WHAT IS REQUIRED
Copy out every one of the following lines word for word, leaving out the pictures.

....

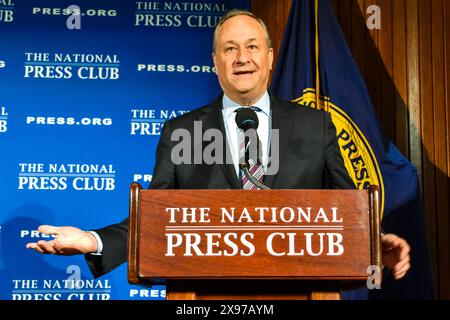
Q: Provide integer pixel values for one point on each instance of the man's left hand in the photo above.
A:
(395, 251)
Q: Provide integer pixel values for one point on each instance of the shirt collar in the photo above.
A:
(229, 106)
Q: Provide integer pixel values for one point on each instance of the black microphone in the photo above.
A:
(246, 119)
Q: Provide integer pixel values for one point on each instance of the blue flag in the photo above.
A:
(370, 158)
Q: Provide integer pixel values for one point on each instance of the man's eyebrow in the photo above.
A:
(234, 42)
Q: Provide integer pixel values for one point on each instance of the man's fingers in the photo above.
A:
(46, 246)
(401, 273)
(46, 229)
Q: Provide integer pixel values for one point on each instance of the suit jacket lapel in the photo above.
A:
(214, 119)
(283, 121)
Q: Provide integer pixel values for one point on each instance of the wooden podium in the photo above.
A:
(253, 244)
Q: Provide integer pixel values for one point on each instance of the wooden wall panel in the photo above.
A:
(440, 163)
(399, 74)
(427, 127)
(406, 67)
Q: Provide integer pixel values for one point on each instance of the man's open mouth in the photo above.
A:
(242, 73)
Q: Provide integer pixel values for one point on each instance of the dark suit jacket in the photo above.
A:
(309, 159)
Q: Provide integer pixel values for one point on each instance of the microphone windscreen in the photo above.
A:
(246, 118)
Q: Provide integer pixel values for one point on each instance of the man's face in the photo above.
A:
(243, 59)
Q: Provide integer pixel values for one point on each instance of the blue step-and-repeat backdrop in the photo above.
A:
(85, 86)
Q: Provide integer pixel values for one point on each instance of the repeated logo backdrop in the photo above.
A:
(85, 87)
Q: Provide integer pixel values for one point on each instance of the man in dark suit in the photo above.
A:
(309, 156)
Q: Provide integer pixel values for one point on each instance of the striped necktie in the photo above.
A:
(256, 168)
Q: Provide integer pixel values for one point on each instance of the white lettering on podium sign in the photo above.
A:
(84, 66)
(168, 14)
(73, 10)
(70, 176)
(149, 122)
(302, 231)
(3, 119)
(175, 68)
(6, 11)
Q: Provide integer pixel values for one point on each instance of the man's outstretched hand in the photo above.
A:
(395, 252)
(68, 241)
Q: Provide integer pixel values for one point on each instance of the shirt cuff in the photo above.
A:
(99, 244)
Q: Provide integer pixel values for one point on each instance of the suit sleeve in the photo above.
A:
(336, 175)
(115, 237)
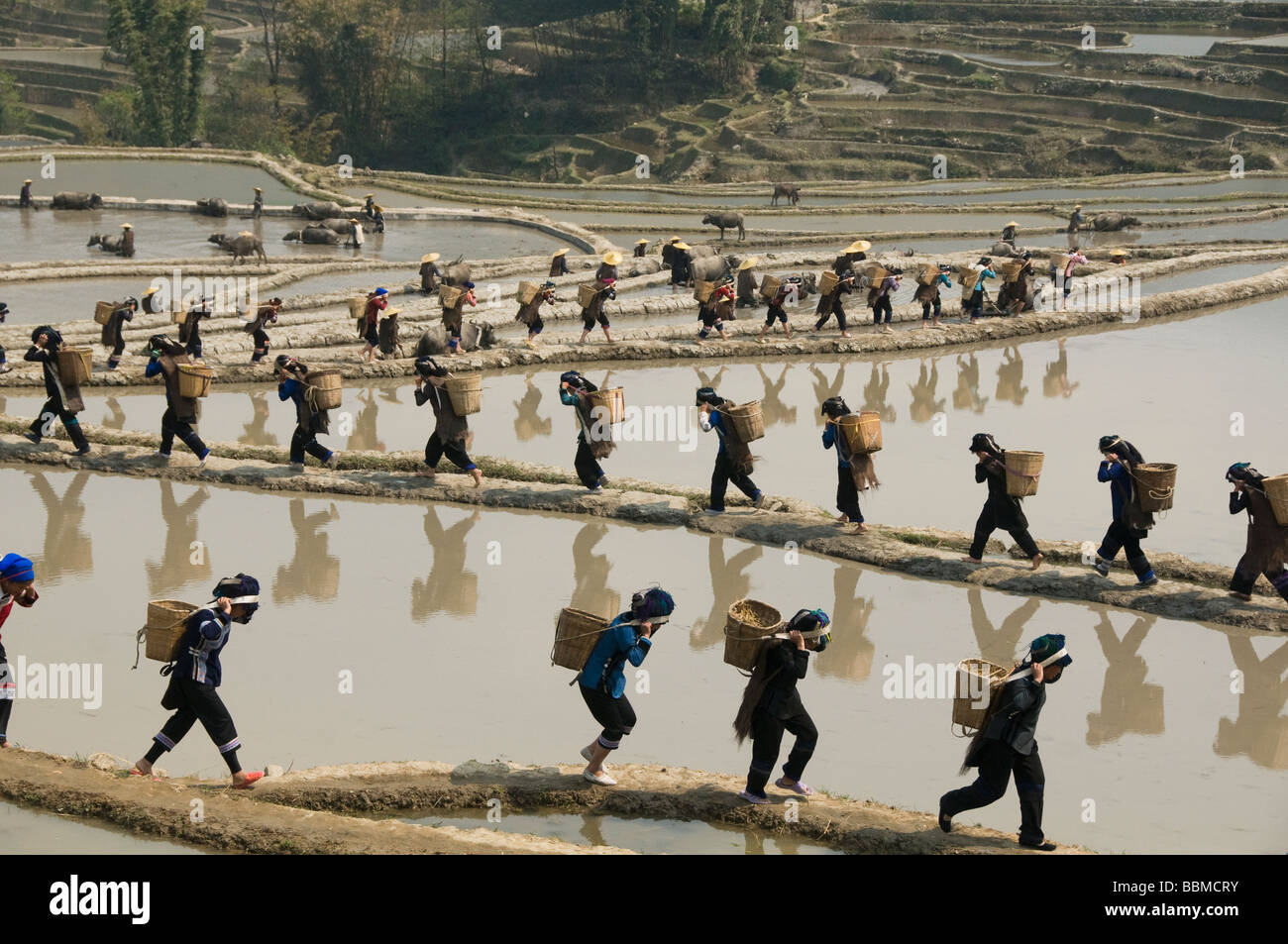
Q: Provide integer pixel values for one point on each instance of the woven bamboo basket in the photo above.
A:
(613, 400)
(75, 365)
(1155, 484)
(325, 389)
(165, 627)
(467, 393)
(194, 380)
(1019, 465)
(747, 626)
(748, 421)
(975, 677)
(1276, 491)
(576, 634)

....

COMPLETE RESPONSE
Q: Provide integer pixel values for one point on each instance of the man's left hand in the photo above.
A:
(395, 251)
Q: Provide integer pixel values for one point on each instance of the shirt collar in the photo above.
A:
(229, 106)
Q: Provide integer pixel values for one point on each instance of the black microphone in the photo above.
A:
(246, 119)
Q: Provide integer pixel values for one point on each instance of the blue flag in the photo above.
A:
(370, 158)
Q: Provide integer pixel values for one point on each instance of the man's eyebrow in the photo above.
A:
(234, 42)
Q: Provide integer pixel values for one point on each instance of the man's fingers in the photo above.
A:
(46, 246)
(401, 273)
(46, 229)
Q: Provide integer pixel values for one point on each instance of the suit jacket lapel in the photo above.
A:
(214, 119)
(283, 121)
Q: Provide integer pixel values for one point on each instance of the wooden podium in the photo above.
A:
(253, 244)
Q: Provide integer pixel values for one point on each instance of the wooden wall panel in the photo above.
A:
(440, 163)
(399, 74)
(427, 127)
(406, 67)
Q: Provide integer pixel values for one point on each instance of the man's open mouth in the photo above.
A:
(242, 73)
Q: Provide integer pixel values for one point on each instance of the dark suit jacket in the photo above.
A:
(309, 159)
Q: Provide integer pixel values for one point on each instance of the microphone windscreen in the photo above.
A:
(246, 118)
Q: Provide integer pixel values for one point on each instance of the man's face in the photo above.
A:
(243, 59)
Q: Provide integer pixel values for one point on each instance of the blue step-and-repeat backdrop in the photo above.
A:
(85, 86)
Q: Provide integer pixel values for one point on each instance of the repeated logo backdrop in the photo above.
A:
(85, 87)
Q: Provide integer pixel values for one point on each instance of the man in dark suit in the photo above.
A:
(309, 156)
Q: Provide integer pixel values for one point on each instance of the striped necktie in the photo above.
A:
(256, 168)
Q: Provide integer pixel values for one point on each instance of the white lettering on podium sign in the photo above.
A:
(84, 66)
(168, 14)
(73, 10)
(70, 176)
(149, 122)
(302, 231)
(3, 119)
(175, 68)
(6, 11)
Q: Provide integer pixel values for one point on each instance of the man's outstretched hand in the photo above.
A:
(395, 252)
(68, 241)
Q: Provide integer pixel values for one point on each instance of the shirt cuff in the photo above.
A:
(99, 244)
Q: Provide integer pixel values for one point on each instance of the suit sleeve in the photo above.
A:
(336, 175)
(115, 237)
Q: Provide integer pixel values for one point on each instance of the woven bamboo basket in the photo above.
A:
(613, 400)
(75, 365)
(1155, 484)
(325, 389)
(165, 627)
(467, 393)
(194, 380)
(1019, 465)
(747, 626)
(748, 421)
(975, 677)
(1276, 491)
(576, 634)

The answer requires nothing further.